*** Data to examine ***

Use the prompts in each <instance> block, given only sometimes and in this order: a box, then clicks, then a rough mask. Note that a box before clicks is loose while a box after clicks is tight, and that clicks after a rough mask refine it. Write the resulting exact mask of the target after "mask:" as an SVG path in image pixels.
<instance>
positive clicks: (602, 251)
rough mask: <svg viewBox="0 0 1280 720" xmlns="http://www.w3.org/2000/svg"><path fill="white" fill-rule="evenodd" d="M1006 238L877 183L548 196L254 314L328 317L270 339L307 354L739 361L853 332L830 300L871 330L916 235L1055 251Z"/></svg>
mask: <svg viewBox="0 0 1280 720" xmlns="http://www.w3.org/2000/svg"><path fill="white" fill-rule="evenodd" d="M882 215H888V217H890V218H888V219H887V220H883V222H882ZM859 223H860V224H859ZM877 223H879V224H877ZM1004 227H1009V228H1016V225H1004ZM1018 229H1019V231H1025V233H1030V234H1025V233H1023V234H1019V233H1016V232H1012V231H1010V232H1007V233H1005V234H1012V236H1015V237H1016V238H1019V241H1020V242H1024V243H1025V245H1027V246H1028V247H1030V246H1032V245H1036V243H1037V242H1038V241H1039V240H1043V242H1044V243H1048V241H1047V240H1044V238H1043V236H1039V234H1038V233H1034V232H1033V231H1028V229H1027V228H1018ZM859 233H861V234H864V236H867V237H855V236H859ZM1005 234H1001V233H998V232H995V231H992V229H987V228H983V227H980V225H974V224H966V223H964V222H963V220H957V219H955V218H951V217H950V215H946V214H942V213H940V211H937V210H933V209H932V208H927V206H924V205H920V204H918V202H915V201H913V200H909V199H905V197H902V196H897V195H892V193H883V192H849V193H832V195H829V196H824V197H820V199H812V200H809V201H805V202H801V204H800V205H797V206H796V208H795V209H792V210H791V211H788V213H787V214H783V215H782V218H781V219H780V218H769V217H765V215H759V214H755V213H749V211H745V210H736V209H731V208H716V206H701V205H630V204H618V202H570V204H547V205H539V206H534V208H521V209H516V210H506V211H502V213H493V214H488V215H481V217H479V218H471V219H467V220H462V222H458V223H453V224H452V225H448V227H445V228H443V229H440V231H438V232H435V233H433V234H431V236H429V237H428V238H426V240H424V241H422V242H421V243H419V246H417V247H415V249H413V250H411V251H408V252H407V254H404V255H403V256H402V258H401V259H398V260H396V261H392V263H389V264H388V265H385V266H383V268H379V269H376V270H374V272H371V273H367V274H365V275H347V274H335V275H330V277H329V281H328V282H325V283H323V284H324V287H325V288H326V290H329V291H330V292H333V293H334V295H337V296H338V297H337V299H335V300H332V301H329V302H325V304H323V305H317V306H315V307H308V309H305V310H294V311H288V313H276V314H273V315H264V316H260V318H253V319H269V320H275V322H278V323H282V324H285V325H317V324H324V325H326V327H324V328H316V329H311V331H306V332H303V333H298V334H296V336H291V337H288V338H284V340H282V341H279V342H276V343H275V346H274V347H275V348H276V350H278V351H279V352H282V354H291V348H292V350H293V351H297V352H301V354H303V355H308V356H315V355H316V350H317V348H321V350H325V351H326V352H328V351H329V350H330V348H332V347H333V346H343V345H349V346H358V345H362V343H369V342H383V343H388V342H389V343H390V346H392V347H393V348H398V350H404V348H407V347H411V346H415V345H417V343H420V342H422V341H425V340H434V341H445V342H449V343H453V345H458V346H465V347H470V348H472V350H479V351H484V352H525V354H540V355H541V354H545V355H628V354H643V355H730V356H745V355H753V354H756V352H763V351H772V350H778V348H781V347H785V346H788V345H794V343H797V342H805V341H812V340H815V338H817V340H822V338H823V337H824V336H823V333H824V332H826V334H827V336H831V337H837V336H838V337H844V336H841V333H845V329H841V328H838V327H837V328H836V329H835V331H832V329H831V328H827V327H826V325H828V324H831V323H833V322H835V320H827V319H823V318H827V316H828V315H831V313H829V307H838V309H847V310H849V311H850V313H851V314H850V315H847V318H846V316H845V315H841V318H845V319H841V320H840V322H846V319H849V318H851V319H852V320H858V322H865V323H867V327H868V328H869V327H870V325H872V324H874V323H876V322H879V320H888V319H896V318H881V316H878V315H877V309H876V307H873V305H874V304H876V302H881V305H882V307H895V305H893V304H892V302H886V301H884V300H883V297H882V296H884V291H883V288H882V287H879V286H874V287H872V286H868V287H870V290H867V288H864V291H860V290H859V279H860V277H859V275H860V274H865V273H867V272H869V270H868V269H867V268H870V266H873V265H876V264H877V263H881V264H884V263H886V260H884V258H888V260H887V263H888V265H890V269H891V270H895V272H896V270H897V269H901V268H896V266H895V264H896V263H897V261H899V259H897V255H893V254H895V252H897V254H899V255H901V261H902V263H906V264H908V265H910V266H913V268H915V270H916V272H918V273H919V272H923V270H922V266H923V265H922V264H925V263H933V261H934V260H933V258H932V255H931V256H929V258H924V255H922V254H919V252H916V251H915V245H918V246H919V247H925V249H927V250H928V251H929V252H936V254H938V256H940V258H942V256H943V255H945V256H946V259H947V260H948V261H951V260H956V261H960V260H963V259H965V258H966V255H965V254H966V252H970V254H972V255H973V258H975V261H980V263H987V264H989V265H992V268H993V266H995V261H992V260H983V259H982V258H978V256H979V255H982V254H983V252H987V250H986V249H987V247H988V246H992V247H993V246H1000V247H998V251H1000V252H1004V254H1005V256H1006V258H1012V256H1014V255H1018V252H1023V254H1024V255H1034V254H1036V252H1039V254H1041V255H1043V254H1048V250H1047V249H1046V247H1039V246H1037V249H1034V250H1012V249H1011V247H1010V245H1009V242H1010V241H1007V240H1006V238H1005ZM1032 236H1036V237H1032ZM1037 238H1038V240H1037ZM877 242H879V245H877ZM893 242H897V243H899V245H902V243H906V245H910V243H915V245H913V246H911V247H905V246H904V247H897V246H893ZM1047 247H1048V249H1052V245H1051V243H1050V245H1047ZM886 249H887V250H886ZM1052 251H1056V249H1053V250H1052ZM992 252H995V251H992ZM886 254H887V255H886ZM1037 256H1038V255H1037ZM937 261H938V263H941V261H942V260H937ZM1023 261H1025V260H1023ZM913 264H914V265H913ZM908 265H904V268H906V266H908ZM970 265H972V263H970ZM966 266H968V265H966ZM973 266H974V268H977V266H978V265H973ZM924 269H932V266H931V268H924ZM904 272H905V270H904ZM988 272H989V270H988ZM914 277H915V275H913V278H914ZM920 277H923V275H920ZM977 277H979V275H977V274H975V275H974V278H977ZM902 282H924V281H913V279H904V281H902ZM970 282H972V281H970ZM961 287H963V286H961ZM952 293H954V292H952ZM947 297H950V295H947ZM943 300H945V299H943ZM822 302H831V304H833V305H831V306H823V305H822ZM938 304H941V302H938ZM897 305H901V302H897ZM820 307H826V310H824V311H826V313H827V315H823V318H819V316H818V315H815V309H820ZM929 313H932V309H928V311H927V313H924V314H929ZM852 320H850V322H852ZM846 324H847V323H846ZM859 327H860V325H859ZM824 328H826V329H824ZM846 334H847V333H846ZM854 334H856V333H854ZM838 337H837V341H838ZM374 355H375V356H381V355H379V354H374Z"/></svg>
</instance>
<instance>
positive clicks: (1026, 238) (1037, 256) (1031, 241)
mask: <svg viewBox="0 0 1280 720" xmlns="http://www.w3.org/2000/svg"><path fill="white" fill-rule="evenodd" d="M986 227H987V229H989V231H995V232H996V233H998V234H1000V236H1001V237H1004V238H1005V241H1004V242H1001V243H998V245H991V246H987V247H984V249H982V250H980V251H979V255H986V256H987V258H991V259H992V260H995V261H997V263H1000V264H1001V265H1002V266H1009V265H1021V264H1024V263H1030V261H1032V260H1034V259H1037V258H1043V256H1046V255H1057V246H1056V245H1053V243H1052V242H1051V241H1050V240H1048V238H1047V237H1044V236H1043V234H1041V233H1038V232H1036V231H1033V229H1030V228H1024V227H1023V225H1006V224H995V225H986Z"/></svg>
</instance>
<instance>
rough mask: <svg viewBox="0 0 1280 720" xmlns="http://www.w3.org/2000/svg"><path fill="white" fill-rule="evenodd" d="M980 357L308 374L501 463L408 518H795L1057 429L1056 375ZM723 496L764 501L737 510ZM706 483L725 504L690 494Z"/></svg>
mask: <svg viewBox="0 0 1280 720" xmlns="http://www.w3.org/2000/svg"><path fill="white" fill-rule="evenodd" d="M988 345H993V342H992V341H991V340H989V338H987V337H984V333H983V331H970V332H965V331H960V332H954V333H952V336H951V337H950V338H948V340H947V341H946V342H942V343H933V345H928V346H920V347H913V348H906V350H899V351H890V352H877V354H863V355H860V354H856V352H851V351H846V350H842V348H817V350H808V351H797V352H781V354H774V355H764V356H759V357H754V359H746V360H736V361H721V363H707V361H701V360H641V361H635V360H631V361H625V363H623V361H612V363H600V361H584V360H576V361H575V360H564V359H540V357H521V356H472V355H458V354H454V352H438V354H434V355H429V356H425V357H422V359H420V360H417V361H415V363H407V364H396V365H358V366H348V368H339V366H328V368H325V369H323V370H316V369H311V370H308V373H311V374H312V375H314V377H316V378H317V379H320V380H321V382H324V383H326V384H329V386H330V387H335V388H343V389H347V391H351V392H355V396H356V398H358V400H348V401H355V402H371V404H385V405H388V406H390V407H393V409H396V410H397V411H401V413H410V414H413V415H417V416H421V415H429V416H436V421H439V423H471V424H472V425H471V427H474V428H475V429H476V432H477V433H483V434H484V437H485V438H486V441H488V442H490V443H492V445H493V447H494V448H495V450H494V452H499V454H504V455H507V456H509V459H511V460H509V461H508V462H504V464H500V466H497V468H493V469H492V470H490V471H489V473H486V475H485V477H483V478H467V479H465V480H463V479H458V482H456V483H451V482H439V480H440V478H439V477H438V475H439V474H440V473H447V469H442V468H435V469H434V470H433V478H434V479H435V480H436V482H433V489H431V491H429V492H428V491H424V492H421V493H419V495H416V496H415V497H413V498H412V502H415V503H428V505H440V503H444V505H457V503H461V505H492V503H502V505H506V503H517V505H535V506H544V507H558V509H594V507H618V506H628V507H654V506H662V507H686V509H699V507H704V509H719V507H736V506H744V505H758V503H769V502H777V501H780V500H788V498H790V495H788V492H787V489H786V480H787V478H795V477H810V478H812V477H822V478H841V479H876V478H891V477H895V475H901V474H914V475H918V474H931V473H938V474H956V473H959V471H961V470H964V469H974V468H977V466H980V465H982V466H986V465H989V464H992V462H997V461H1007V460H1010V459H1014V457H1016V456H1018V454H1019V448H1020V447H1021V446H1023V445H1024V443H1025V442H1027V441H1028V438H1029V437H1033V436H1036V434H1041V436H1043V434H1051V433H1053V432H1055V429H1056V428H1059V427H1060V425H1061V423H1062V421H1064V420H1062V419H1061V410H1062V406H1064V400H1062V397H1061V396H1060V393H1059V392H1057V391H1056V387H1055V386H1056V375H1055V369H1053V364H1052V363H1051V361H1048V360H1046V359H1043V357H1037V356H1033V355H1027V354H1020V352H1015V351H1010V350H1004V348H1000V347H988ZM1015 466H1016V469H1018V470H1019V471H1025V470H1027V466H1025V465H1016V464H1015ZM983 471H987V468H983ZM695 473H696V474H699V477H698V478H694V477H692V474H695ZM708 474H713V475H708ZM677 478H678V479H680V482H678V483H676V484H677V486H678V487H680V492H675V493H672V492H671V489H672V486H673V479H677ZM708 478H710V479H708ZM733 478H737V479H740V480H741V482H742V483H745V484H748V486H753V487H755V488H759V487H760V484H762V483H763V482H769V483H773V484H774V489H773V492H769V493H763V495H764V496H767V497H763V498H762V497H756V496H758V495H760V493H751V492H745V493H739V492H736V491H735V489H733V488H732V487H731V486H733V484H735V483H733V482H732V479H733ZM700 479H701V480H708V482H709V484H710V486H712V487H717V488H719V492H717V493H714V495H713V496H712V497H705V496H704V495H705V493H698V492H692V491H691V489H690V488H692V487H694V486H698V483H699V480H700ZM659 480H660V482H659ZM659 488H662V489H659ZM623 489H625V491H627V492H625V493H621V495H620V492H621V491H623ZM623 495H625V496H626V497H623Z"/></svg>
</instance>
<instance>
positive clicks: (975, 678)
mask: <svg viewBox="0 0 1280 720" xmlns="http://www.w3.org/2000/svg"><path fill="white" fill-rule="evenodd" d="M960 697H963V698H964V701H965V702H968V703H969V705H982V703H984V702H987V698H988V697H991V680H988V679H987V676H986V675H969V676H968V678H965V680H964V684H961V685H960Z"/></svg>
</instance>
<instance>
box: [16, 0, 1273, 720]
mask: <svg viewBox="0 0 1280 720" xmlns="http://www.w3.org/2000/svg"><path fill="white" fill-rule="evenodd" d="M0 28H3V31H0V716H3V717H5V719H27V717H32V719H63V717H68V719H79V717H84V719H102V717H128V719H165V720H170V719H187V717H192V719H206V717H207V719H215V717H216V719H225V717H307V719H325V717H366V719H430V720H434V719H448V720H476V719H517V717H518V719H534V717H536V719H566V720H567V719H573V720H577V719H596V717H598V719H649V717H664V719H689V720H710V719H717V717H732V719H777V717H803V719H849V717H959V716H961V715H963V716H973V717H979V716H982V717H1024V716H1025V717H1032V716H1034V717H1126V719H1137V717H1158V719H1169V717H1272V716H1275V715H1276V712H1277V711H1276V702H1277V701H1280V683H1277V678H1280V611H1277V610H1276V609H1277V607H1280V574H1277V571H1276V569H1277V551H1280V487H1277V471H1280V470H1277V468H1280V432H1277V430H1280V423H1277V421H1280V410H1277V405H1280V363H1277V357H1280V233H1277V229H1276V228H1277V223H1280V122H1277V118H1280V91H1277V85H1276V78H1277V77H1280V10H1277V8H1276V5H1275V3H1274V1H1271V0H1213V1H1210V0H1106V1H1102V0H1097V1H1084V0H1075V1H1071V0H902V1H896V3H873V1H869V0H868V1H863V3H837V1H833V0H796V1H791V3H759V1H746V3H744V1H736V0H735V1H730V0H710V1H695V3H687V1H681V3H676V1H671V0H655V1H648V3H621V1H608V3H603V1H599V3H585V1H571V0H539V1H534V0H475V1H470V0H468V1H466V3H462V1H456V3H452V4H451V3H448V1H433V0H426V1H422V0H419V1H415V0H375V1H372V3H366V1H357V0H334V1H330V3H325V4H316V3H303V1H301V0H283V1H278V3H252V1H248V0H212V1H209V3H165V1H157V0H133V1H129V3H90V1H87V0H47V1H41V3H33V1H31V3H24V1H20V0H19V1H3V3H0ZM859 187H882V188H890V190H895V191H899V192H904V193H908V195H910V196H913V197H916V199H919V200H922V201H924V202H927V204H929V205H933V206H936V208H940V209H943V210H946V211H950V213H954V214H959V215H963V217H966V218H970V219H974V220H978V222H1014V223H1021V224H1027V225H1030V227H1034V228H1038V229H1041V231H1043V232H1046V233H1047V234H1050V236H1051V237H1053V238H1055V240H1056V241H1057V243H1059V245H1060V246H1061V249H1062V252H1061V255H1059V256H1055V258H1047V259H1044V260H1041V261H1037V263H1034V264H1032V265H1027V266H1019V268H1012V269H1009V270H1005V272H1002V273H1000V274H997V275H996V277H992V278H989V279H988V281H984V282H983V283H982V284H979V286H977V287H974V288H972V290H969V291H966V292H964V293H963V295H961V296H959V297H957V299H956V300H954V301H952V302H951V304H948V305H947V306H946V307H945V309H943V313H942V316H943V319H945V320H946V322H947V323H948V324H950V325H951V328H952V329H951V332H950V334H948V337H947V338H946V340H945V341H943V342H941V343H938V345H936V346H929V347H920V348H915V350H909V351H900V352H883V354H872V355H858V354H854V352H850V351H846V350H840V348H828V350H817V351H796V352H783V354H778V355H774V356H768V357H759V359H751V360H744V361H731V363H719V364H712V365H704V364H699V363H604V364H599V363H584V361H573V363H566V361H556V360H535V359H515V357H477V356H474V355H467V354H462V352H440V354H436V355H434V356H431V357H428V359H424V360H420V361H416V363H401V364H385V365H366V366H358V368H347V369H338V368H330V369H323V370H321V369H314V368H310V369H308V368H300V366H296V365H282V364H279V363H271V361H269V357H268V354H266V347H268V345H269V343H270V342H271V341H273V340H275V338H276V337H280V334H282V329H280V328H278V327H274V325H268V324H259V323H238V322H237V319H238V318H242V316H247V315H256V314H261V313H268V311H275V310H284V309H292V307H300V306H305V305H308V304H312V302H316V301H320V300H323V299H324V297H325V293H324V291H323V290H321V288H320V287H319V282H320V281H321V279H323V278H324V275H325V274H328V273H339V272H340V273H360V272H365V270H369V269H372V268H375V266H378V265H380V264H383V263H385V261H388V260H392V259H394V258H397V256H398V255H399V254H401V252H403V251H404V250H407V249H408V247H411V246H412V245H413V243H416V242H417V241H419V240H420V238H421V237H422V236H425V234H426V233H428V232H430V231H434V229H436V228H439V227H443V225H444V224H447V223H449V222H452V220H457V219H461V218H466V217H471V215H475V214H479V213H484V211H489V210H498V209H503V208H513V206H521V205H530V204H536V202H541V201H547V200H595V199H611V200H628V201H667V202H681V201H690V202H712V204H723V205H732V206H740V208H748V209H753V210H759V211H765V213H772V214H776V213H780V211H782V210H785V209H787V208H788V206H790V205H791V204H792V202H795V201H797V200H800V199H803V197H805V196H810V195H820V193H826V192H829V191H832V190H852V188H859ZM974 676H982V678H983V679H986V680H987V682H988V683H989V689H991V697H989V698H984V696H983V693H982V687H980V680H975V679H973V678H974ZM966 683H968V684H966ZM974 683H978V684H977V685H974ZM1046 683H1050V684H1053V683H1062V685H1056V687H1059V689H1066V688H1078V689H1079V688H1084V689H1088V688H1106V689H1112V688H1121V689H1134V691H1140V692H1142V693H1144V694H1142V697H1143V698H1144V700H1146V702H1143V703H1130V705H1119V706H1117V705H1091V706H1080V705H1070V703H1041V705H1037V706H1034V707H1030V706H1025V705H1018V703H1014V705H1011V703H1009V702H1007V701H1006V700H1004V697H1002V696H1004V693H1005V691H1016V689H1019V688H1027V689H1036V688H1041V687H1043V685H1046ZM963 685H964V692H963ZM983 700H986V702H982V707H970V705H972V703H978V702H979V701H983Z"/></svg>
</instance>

*** End of Data to examine ***
*** Data to examine ***

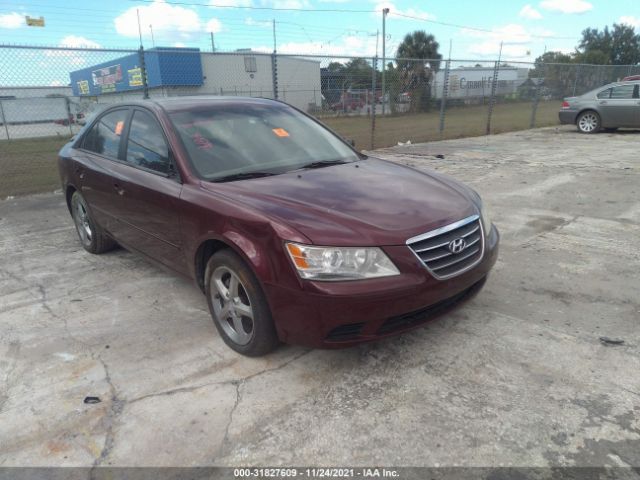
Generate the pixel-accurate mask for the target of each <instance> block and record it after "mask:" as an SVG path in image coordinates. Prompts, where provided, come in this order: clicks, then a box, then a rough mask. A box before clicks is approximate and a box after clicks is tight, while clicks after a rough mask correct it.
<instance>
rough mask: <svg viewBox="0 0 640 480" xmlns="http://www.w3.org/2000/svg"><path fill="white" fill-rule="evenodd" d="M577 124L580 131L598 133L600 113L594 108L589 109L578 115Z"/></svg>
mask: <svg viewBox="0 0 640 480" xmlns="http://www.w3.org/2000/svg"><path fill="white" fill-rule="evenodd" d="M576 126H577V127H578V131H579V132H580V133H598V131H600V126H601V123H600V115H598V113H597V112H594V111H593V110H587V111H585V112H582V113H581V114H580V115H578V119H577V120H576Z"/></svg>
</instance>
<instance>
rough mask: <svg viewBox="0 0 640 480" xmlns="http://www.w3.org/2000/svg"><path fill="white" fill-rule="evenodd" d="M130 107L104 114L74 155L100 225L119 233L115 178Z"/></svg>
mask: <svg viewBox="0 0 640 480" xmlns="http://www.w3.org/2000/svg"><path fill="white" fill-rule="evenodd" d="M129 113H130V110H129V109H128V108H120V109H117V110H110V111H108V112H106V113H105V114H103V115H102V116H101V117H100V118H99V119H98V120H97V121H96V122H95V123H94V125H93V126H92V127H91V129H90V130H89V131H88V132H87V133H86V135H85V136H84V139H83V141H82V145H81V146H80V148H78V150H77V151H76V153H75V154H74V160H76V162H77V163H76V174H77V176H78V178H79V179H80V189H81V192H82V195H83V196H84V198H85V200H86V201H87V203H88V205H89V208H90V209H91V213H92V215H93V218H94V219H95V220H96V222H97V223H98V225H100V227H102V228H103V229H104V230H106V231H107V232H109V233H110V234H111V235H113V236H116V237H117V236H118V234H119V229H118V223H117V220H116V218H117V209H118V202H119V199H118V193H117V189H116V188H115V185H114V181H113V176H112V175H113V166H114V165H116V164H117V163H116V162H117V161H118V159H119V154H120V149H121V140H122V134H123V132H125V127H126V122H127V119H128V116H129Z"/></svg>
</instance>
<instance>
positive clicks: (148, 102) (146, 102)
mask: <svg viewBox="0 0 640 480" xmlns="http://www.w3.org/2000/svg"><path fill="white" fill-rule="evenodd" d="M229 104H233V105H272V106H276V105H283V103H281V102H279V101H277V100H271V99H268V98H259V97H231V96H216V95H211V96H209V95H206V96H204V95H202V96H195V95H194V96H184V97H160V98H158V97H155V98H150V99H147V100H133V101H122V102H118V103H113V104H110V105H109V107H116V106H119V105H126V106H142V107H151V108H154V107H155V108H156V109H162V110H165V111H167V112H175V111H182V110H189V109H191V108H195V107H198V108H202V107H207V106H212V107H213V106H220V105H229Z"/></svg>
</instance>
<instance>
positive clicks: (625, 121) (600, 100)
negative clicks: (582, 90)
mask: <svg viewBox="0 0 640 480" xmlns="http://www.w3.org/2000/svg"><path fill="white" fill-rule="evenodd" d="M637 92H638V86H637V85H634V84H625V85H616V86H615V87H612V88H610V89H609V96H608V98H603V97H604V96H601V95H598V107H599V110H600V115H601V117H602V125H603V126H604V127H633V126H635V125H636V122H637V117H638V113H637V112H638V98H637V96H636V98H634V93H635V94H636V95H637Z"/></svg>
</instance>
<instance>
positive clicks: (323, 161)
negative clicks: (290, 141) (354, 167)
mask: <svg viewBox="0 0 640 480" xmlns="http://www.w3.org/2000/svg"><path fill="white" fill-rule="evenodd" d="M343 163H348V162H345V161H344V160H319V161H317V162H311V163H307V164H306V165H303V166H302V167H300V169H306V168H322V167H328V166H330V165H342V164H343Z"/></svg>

*** End of Data to examine ***

If a line in the material above holds "then", copy it.

Written answer:
Use the prompts in each <instance> block, given only sometimes and in this order: a box, then clicks, then a rough mask. Note that a box before clicks is loose while a box after clicks is tight, and that clicks after a rough mask refine it. Write the resulting exact mask of the target after "mask:" as an SVG path in image pixels.
Generate the pixel-accurate mask for the target of each <instance> block and record it after "mask:" as an SVG path in image coordinates. Prompts, where provided, come in this order: clicks, then a box, then a rough mask. A box before clicks is approximate and a box after clicks is tight, while clicks after a rough mask correct it.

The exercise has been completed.